■ FRAGMENTO SELECCIONADO:
________

Esa noche guillote no se quiso sacar los anillos para entrar a la disco como se lo pedían los de “Seguridad”. Empezó una discusión con los patovicas en el acceso que terminó a las piñas en la calle. La pelea era despareja, fisiculturistas y canas haciendo horas extras contra un cuarteto de pendejos temerarios. Guillote perdió un pedazo de diente esa noche y volvimos con el auto de papá abollado por las patadas de borceguíes con punta de acero.
Le reproché por los anillos a Guillote y su actitud de no ceder. Las argollas ocupaban sus diez dedos que eran gruesos y apretados como un racimo de bananas que, sumados a los collares y el aro en la oreja izquierda, le daban a su porte un toque amenazante. Era un Mario Baracus criollo. Guillote defendió sus anillos y me dijo que el problema no eran los accesorios sino su cara y su piel…
No fue la primera vez alguno se quedaba en la puerta sin poder pasar y debíamos irnos todos. Como la noche que Gabi se animó ser ella, a lucir como la mujer que se sentía. Se veía tan liberada, orgullosa y altiva, pero esa vez la casa también se reservó el “derecho de admisión y permanencia”.
– ¿Se acuerda de la canción que cantábamos en la fila para entrar, Fosforito?
-“Pasarás, pasarás, pero alguno quedará”…
Antes de la pandemia había negocios donde te invitaban a retirarte dependiendo de la ropa que usabas, la cara que tenías o el color de tu piel. Lugares que prohibían entrar con el casco sobre la cabeza, el jockey o la capucha. Supermercados que tienen el cartel bien grande de no ingresar con el torso desnudo, de “Prohibido fumar” (¿Se acuerdan cuando se fumaba en los bares, en los aviones y en todas partes?)
Con la peste nos adaptamos a otras cosas, como hacer la cola bajo la intemperie para entrar al banco, a las oficinas y dependencias del Estado, a locales del comercio y otros servicios.
Nos habituamos a seguir las indicaciones de los carteles que piden que no ingrese más de un miembro por grupo familiar y con el barbijo puesto de forma correcta, a las tomas de temperatura y al disparo de desinfectante en las manos sin derecho al pataleo.
Ahora se está hablando del “pase sanitario” para acceder a eventos y actividades en espacios cerrados, a bares, restaurantes y gimnasios, lo que permitiría sumar un porcentaje mayor de concurrentes tratándose de personas que estén vacunadas con una dosis y que hayan cumplido un cierto plazo desde su aplicación. Considerando la situación sanitaria actual de la ciudad, clasificada como de “riesgo medio”, esto podría significar una ampliación extra de los aforos que alcanzarían el 70%.

________

■ TU TAREA: Reproduce sin cambios una parte del texto sobre el derecho de admisión: empieza en las palabras "Con la peste" y termina después de "y otros servicios.".

________

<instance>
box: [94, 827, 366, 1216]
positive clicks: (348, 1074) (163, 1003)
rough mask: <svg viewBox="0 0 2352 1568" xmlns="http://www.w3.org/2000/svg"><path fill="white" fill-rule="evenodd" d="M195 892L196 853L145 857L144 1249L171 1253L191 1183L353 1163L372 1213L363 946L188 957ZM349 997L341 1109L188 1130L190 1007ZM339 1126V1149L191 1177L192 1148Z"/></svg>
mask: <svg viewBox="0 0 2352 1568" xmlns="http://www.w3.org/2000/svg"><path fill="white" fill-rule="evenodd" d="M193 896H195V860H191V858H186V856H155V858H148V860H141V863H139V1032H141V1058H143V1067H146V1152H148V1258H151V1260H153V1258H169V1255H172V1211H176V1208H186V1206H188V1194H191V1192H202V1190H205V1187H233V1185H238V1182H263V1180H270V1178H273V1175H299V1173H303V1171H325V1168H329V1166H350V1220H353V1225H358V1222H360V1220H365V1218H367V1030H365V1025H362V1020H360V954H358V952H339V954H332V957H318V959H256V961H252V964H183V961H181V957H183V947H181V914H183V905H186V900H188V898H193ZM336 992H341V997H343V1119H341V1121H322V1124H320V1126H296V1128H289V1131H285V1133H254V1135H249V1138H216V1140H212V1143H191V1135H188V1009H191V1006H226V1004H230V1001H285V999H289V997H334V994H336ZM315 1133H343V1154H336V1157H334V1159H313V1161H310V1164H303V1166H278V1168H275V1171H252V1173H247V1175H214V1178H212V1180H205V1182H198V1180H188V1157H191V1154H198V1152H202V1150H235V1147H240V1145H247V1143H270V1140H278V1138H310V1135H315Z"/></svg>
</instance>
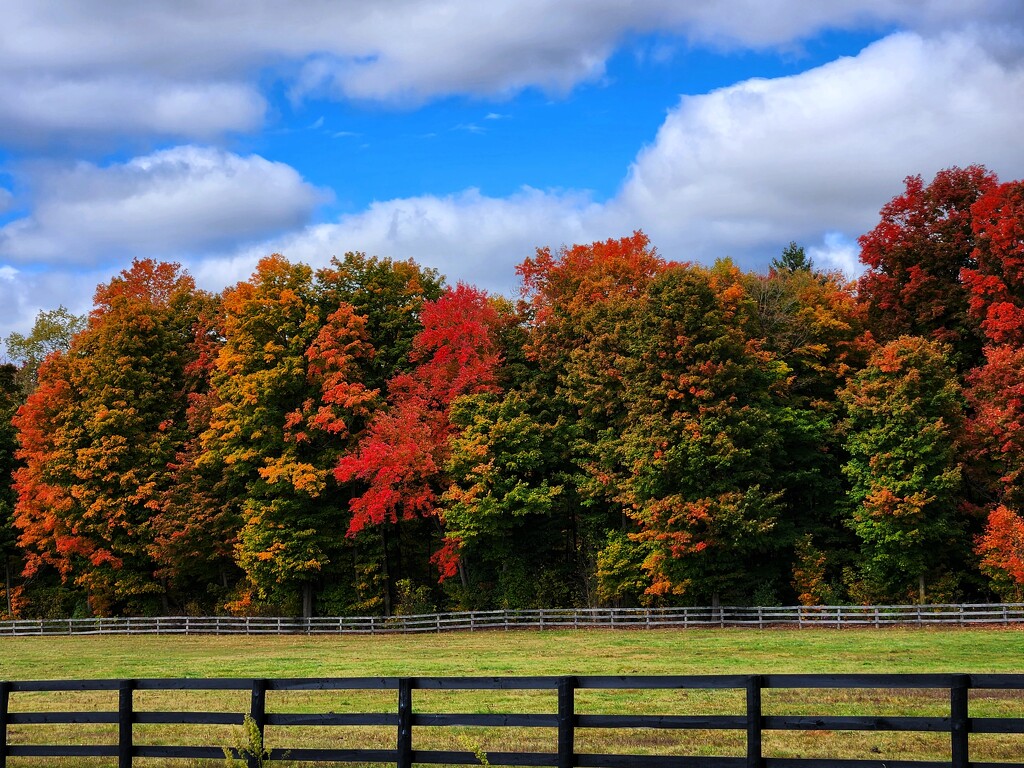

________

■ SOLUCIÓN:
Con la peste nos adaptamos a otras cosas, como hacer la cola bajo la intemperie para entrar al banco, a las oficinas y dependencias del Estado, a locales del comercio y otros servicios.